Look through the lines below and extract any with the word "labeling".

▶ [Source data]:
---

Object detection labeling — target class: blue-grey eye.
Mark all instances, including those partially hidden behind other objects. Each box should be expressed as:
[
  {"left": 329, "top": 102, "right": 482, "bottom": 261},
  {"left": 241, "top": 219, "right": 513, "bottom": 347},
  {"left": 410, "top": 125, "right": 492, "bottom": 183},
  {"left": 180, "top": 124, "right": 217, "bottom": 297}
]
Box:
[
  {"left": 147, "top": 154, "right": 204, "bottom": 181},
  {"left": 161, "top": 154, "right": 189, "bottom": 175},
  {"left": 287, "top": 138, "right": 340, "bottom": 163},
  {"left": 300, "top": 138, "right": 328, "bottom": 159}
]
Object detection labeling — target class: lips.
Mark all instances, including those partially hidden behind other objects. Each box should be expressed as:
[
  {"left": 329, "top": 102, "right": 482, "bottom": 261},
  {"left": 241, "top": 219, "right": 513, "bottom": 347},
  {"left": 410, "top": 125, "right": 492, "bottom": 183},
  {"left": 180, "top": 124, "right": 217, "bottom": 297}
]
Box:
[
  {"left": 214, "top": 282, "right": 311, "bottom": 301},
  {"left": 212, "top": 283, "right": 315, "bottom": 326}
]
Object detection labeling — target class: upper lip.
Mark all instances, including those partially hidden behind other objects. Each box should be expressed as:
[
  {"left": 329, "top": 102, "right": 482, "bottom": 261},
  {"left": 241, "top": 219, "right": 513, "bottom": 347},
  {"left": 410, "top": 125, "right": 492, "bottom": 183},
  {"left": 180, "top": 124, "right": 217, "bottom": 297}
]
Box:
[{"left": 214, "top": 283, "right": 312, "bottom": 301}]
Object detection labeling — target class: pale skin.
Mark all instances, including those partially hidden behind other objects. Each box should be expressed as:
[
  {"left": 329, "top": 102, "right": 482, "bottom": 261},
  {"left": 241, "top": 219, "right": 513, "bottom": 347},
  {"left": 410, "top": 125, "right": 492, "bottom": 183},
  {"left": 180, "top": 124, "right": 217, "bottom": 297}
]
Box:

---

▶ [Exercise answer]:
Object detection labeling — target class: blue-grey eye.
Object detection labeling — target class: lips.
Object detection labeling — target class: upper lip.
Object detection labeling — target class: pale skin.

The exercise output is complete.